Please count the lines of the data below that contain the string "Target" and reply with that number alone. Matching is case-sensitive.

+++++

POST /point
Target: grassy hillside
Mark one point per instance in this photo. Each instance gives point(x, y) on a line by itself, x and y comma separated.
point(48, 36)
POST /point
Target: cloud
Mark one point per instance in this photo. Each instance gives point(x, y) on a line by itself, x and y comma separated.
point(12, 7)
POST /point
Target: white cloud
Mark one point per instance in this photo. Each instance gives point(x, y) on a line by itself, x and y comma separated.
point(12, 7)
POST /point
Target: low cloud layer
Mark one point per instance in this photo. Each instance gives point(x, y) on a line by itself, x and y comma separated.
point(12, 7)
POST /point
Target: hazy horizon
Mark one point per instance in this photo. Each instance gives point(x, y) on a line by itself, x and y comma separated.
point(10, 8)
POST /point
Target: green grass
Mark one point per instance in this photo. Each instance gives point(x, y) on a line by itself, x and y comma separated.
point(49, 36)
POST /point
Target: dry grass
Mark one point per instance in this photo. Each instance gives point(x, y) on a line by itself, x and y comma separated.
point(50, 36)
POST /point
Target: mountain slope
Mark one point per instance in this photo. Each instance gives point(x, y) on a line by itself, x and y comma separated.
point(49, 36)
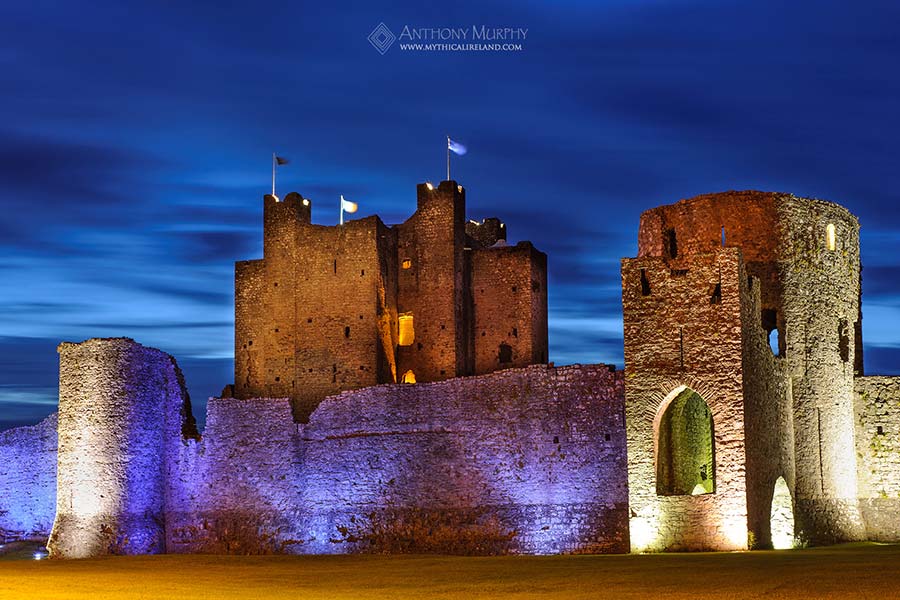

+++++

ANSWER TO THIS EXERCISE:
8